● Exercise a
Using the passage about Richard Owings, decide whether each statement agrees with it: (i) Owings was born in Zanesville, Ohio; (ii) Fremont named the Owens Valley after Owings; (iii) Owings and Emily had five sons. For each, give yes or no with the deciding words of the passage, quoted exactly.

● Passage given
----------

Richard Lemon Owings (1812–1902), more commonly known as "Richard Owens" or "Dick Owens", was a pioneer of the American West who played an important role in John C. Fremont's third expedition to the Great Basin and California.  He is best known as a frequent companion and close friend of Kit Carson.  The Owens Valley, Owens River, and Owens Lake in eastern California were all named after him by Fremont, even though Owings apparently never visited any of them.

Biography
Owings was born in Owings Mills, Maryland, and grew up near Zanesville, Ohio before going west in 1834 with Caleb Wilkins. His adventures with Carson and Fremont took place in the years between then and 1850.  Around 1850 he returned to his family near Marion, Indiana, and in 1854 married Emily Miller.  He moved to Iowa during the Civil War and then to Circleville, Kansas in 1872, living there until he died in 1902. He and Emily had four sons, three of whom survived him.

----------

● Supplied data
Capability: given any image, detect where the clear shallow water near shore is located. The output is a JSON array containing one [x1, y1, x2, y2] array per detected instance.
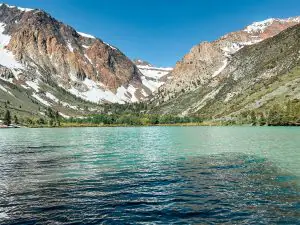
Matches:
[[0, 127, 300, 224]]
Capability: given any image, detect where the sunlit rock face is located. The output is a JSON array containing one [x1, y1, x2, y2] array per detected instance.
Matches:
[[0, 4, 156, 103], [157, 17, 300, 99]]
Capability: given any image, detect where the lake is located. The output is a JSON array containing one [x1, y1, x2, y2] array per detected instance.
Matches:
[[0, 127, 300, 224]]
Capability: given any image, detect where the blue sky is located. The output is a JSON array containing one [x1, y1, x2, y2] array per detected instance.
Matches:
[[5, 0, 300, 66]]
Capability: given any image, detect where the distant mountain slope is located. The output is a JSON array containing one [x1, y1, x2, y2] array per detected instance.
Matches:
[[0, 4, 156, 118], [154, 23, 300, 118], [155, 17, 300, 102], [133, 59, 173, 95]]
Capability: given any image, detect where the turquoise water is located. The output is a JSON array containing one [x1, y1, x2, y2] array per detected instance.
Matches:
[[0, 127, 300, 224]]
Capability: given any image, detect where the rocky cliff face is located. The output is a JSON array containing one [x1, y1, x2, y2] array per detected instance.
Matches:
[[0, 4, 154, 109], [155, 17, 300, 101], [153, 23, 300, 118]]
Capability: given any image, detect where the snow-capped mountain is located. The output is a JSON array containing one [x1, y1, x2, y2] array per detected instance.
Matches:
[[152, 17, 300, 118], [133, 59, 173, 94], [0, 4, 155, 112], [154, 17, 300, 102]]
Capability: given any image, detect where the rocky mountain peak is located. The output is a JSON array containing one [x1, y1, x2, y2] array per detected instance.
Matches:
[[156, 17, 300, 101]]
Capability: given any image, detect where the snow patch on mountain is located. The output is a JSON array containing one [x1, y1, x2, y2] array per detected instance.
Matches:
[[77, 31, 96, 39], [244, 16, 300, 33], [0, 3, 34, 12], [136, 63, 173, 93], [0, 23, 23, 69]]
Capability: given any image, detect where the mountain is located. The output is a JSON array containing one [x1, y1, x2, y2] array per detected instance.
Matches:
[[157, 17, 300, 101], [0, 4, 157, 118], [133, 59, 173, 94], [152, 17, 300, 118]]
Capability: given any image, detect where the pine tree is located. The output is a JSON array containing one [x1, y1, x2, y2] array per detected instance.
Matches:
[[3, 110, 11, 126]]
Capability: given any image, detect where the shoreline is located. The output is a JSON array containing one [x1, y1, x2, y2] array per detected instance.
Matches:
[[8, 121, 300, 129]]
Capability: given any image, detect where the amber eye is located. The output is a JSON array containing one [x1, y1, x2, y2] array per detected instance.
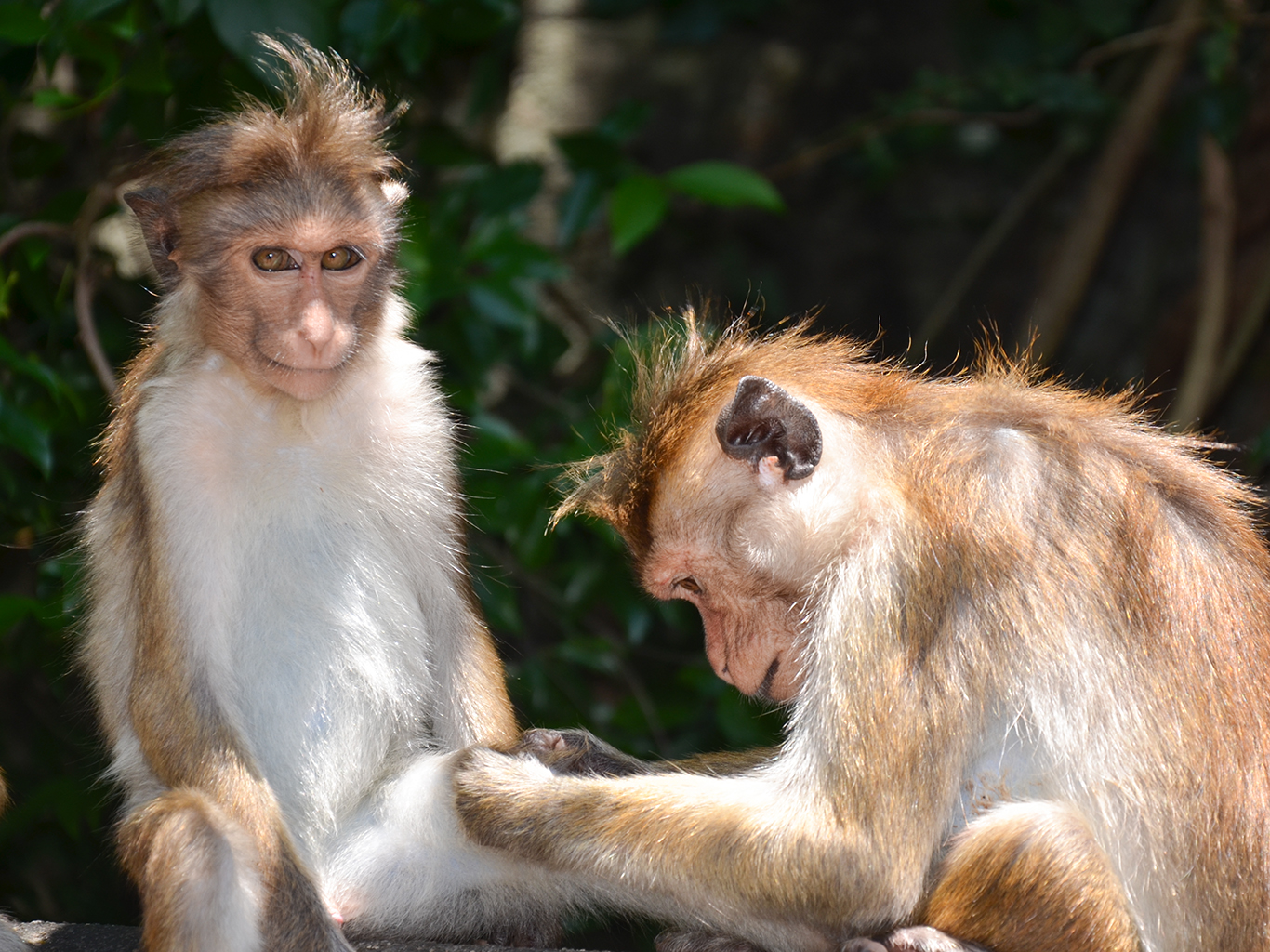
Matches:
[[251, 247, 299, 271], [322, 247, 362, 271]]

----------

● Exercise b
Please retype the lines of the records, starting with the line containing "Capability: given any image, detect where the lake" and going on through the line containing "23, 300, 118]]".

● Full solution a
(i) No: "Owings was born in Owings Mills, Maryland"
(ii) Yes: "The Owens Valley, Owens River, and Owens Lake in eastern California were all named after him by Fremont"
(iii) No: "He and Emily had four sons, three of whom survived him."

● Full solution b
Capability: given any image, detect where the lake is located. The output is a JSON array containing one [x1, y1, x2, y2] array per detected instance.
Matches:
[[0, 127, 300, 224]]
Capability: given any image, detect where the blue sky is located. The output is a JSON array containing one [x1, y1, x2, y2] array per detected instance.
Matches:
[[5, 0, 300, 66]]
Capability: given any image, detect where the distant mountain slope is located. The output is a JSON array containing one [x1, y1, x2, y2] array per detected instance.
Matches:
[[0, 4, 156, 118], [154, 23, 300, 118], [155, 17, 300, 102], [133, 59, 173, 95]]
Capability: given any image, detect where the turquoise water is located. The output is a JSON array containing one [x1, y1, x2, y2] array per detected instance.
Matches:
[[0, 127, 300, 224]]
Capability: given any image, detect where the rocky cliff face is located. The output is a JSON array containing one [x1, y1, x2, y2] array per detected instance.
Matches:
[[0, 4, 154, 109], [155, 17, 300, 101], [153, 23, 300, 118]]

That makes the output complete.